TO BE DONE
Render the lines of the records below as a numbered list, skipping blank lines and leaving out the pictures.

INPUT ROWS
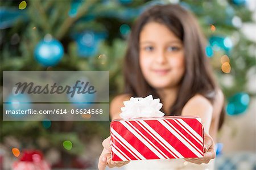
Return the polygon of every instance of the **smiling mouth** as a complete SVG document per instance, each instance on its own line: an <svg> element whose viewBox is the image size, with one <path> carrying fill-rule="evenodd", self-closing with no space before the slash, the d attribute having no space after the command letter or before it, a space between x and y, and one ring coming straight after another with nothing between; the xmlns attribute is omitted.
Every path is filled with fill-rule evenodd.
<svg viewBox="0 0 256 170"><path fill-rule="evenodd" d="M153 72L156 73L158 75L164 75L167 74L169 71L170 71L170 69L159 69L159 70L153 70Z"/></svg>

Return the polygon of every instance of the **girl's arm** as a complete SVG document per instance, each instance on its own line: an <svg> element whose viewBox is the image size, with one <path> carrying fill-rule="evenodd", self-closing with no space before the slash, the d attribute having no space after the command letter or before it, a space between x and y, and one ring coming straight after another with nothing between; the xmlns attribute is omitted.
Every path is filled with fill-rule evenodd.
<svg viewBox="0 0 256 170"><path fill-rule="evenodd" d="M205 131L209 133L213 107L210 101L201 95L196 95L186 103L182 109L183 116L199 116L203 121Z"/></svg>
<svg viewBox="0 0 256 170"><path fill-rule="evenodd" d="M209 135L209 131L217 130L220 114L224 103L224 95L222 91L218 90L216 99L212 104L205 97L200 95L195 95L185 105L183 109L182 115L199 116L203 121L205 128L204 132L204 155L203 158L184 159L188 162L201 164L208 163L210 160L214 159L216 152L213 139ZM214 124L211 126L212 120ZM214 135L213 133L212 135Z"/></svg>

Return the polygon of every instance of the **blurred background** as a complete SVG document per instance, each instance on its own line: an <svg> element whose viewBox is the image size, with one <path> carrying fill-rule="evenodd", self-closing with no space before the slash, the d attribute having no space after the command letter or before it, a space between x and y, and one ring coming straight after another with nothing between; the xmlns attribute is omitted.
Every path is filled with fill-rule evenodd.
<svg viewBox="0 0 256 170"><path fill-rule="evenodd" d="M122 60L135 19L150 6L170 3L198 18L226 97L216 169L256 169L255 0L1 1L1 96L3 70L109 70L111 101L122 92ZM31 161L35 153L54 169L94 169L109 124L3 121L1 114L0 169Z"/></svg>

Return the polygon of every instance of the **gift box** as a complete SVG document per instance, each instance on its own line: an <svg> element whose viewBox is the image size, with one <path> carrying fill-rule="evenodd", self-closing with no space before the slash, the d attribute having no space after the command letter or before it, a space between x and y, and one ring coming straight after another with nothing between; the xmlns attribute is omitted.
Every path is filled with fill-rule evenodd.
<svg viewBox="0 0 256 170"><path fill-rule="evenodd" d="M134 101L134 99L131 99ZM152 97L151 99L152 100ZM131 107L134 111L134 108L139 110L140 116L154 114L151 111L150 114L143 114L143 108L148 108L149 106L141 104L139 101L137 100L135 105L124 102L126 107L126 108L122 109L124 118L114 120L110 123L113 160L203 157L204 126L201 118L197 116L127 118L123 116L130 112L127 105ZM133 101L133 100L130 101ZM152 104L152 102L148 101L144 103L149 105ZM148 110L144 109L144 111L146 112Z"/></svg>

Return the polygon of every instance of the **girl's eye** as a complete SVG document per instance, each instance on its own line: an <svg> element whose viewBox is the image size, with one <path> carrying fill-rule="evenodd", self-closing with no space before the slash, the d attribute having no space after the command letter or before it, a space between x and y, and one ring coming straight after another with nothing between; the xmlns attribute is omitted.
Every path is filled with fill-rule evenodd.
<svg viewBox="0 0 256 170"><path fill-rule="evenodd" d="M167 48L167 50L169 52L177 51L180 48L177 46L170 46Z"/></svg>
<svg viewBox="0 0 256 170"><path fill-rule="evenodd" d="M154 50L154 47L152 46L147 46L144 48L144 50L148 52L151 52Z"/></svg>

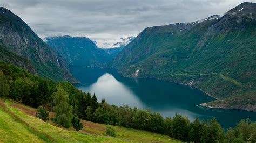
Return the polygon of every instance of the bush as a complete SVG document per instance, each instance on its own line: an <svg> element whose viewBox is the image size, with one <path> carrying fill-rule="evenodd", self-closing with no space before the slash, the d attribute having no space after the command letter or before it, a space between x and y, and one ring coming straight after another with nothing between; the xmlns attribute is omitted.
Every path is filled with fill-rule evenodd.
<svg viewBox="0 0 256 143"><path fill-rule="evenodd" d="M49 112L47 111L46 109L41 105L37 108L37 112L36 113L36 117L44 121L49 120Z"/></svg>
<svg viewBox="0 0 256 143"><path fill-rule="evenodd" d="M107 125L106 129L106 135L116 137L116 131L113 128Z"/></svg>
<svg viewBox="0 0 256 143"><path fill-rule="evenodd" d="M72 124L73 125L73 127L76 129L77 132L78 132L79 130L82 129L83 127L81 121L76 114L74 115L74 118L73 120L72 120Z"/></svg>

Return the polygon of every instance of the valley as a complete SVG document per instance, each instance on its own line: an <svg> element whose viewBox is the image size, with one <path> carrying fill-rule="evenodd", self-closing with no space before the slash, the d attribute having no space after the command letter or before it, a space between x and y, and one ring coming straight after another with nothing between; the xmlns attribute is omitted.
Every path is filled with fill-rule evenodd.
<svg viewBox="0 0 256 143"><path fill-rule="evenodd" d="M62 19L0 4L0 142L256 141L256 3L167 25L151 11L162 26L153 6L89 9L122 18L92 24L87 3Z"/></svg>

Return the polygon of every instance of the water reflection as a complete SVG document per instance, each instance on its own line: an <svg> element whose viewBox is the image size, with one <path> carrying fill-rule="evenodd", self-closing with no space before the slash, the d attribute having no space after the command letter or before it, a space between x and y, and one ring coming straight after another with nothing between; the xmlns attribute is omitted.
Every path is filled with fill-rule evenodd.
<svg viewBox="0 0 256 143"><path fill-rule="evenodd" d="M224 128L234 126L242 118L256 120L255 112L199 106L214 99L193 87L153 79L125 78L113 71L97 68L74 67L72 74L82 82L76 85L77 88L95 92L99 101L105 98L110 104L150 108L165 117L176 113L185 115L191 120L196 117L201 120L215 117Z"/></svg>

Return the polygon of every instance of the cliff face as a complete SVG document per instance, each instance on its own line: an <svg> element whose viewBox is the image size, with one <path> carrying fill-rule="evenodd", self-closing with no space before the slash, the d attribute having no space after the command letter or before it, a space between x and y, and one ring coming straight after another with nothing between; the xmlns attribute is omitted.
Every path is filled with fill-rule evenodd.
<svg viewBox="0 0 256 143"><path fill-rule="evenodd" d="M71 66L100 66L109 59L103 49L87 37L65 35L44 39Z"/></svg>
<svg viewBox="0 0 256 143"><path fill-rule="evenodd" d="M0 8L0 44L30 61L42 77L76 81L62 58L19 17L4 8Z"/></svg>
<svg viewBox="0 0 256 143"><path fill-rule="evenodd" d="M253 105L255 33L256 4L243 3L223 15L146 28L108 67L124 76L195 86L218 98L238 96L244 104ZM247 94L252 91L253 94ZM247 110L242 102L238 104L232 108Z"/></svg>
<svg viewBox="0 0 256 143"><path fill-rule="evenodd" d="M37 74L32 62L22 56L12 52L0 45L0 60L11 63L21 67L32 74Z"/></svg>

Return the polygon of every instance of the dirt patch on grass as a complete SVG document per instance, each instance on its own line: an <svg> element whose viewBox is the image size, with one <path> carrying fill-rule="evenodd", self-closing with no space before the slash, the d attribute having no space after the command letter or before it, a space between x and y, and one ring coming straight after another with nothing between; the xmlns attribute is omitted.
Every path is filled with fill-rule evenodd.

ANSWER TO THIS EXERCISE
1. Return the polygon of every instance of the **smiling mouth** as a complete SVG document per instance, each instance on its own line: an <svg> element whose viewBox is the image size, with one <path> carrying fill-rule="evenodd", self-closing with no space before the slash, the d attribute having no space after the command letter or before it, a space between x and y, and one ring coming straight after another with nothing between; the xmlns attribute is omitted.
2. Every path is filled with fill-rule evenodd.
3. <svg viewBox="0 0 256 170"><path fill-rule="evenodd" d="M153 72L156 73L158 75L164 75L167 74L169 71L170 71L170 69L159 69L159 70L153 70Z"/></svg>
4. Return the polygon of every instance of the **girl's arm** as a complete SVG document per instance, each instance on its own line: an <svg> element whose viewBox is the image size, with one <path> carrying fill-rule="evenodd", self-closing with no space before the slash, the d attribute having no space after the command letter or before it, a space between x and y, and one ring coming straight after another with nothing between; the xmlns attribute is omitted.
5. Every path is filled with fill-rule evenodd.
6. <svg viewBox="0 0 256 170"><path fill-rule="evenodd" d="M205 131L209 133L213 107L210 101L201 95L196 95L186 103L182 109L183 116L199 116L203 121Z"/></svg>
7. <svg viewBox="0 0 256 170"><path fill-rule="evenodd" d="M209 135L209 131L217 130L220 114L224 103L224 95L222 91L218 90L216 99L212 104L205 97L200 95L195 95L185 105L183 109L182 115L199 116L203 121L205 128L204 132L204 155L203 158L184 159L188 162L201 164L208 163L210 160L214 159L216 152L213 139ZM214 124L211 126L212 120ZM214 135L213 133L212 135Z"/></svg>
8. Return the polygon of every instance of the **blurred background** as a complete SVG document per instance, each instance on its own line: an <svg> element whose viewBox is the image size, with one <path> carrying fill-rule="evenodd", self-closing with no space before the slash, the d attribute having no space after the command letter or before it, a space between x and y, and one ring coming straight after another with nothing between; the xmlns attribute is omitted.
9. Every path is filled with fill-rule evenodd.
10. <svg viewBox="0 0 256 170"><path fill-rule="evenodd" d="M122 60L135 19L150 6L170 3L198 18L226 97L216 169L256 169L255 0L1 1L1 96L3 70L109 70L111 101L122 92ZM31 161L35 153L54 169L94 169L109 124L3 121L1 114L0 169Z"/></svg>
11. Return the polygon of every instance of the **gift box** as a complete SVG document per instance, each instance on its own line: an <svg> element whose viewBox is the image size, with one <path> carrying fill-rule="evenodd", self-closing with no space before the slash, the d attribute having no space after the command letter or before it, a space between x and y, and one ring coming straight after another with nothing between; the xmlns attribute is omitted.
12. Every path is filled with fill-rule evenodd.
13. <svg viewBox="0 0 256 170"><path fill-rule="evenodd" d="M134 101L134 99L131 99ZM152 97L151 99L152 100ZM131 107L134 111L134 108L139 110L140 116L154 114L151 111L150 114L143 114L143 108L148 108L149 106L141 104L139 101L137 100L135 105L124 102L126 107L126 108L122 109L124 118L114 120L110 123L113 160L203 157L204 126L201 118L197 116L127 118L123 116L130 112L127 105ZM133 101L133 100L130 101ZM152 104L152 102L148 101L144 103L149 105ZM148 110L144 109L144 111L146 112Z"/></svg>
14. Return the polygon of every instance of the **girl's eye** as a complete SVG document per instance, each instance on its own line: an <svg> element whose viewBox is the image size, with one <path> carrying fill-rule="evenodd", self-closing with no space before the slash, the d attribute having no space after the command letter or before it, a space between x and y, and one ring coming straight after another with nothing between; the xmlns attribute is omitted.
15. Every path is filled with fill-rule evenodd.
16. <svg viewBox="0 0 256 170"><path fill-rule="evenodd" d="M167 48L167 50L169 52L177 51L180 48L177 46L170 46Z"/></svg>
17. <svg viewBox="0 0 256 170"><path fill-rule="evenodd" d="M154 50L154 47L152 46L147 46L144 48L144 50L148 52L151 52Z"/></svg>
18. Return the polygon of every instance of the bush as a complete SVG document per instance, each instance on its own line: an <svg> element whose viewBox is the image size, with one <path> carrying fill-rule="evenodd", self-closing with no space before the slash, the d attribute having no space after the command letter or before it, a space between x and y, and one ring coming straight after another with nothing between; the xmlns attribute is omitted.
19. Every path is filled with fill-rule evenodd.
20. <svg viewBox="0 0 256 143"><path fill-rule="evenodd" d="M49 112L47 111L46 109L41 105L37 108L37 112L36 113L36 117L44 121L49 120Z"/></svg>
21. <svg viewBox="0 0 256 143"><path fill-rule="evenodd" d="M107 125L106 129L106 135L116 137L116 131L113 128Z"/></svg>
22. <svg viewBox="0 0 256 143"><path fill-rule="evenodd" d="M72 124L73 125L73 127L76 129L77 132L78 132L79 130L82 129L83 127L81 121L76 114L74 115L74 118L73 120L72 120Z"/></svg>
23. Return the polygon of every instance of the valley as a complete SVG document per instance, each instance on its own line: an <svg> element whose viewBox is the image size, with one <path> carrying fill-rule="evenodd", self-closing with no space before the slash, the d attribute having no space after the command letter or before it, a space between x and y, and one ring coming straight after another with nothing between; the xmlns attribute is omitted.
24. Every path is filled with fill-rule evenodd.
25. <svg viewBox="0 0 256 143"><path fill-rule="evenodd" d="M62 19L0 4L0 142L256 141L256 3L167 25L151 11L162 26L153 6L89 9L122 18L92 24L87 3Z"/></svg>
26. Return the polygon of every instance of the water reflection as a complete SVG document per instance, each instance on its own line: an <svg> element whose viewBox is the image size, with one <path> carrying fill-rule="evenodd", self-closing with no space before the slash, the d attribute having no space after the command letter or before it, a space between x and y, and one ring coming straight after another with nothing between; the xmlns attribute is omitted.
27. Every path is filled with fill-rule evenodd.
28. <svg viewBox="0 0 256 143"><path fill-rule="evenodd" d="M224 128L234 126L242 118L256 120L255 112L199 106L214 99L193 87L153 79L125 78L113 71L97 68L74 67L72 74L82 82L76 85L77 88L95 92L99 101L105 98L110 104L150 108L165 117L176 113L185 115L191 120L196 117L201 120L215 117Z"/></svg>
29. Return the polygon of every instance of the cliff face as a complete SVG document per instance, each instance on its own line: an <svg> element whose viewBox is the image size, with one <path> carrying fill-rule="evenodd", self-closing with no space before the slash, the d attribute having no space after the command letter or before it, a space between x and y, and one ring coming straight after another with nothing between; the xmlns attribute is omitted.
30. Every path is filled with fill-rule evenodd.
31. <svg viewBox="0 0 256 143"><path fill-rule="evenodd" d="M71 66L100 66L109 59L103 49L87 37L65 35L44 39Z"/></svg>
32. <svg viewBox="0 0 256 143"><path fill-rule="evenodd" d="M0 8L0 44L30 61L42 77L76 81L62 58L19 17L4 8Z"/></svg>
33. <svg viewBox="0 0 256 143"><path fill-rule="evenodd" d="M253 105L255 33L256 4L243 3L223 15L146 28L108 67L124 76L195 86L218 98L238 96L244 104ZM247 94L252 91L253 94ZM247 110L242 102L238 104L232 108Z"/></svg>
34. <svg viewBox="0 0 256 143"><path fill-rule="evenodd" d="M37 74L32 62L22 56L12 52L0 45L0 60L11 63L21 67L32 74Z"/></svg>
35. Return the polygon of every instance of the dirt patch on grass as a complete SVG document per instance, each instance on its own line: an <svg> element whose viewBox is the image size, with one <path> carrying fill-rule="evenodd", self-closing with no space before the slash, the d attribute having no space after the command letter or before it, a space between x and y, and one ring coming straight after another with nothing between; the xmlns attribute is omitted.
36. Every path is filled with fill-rule evenodd.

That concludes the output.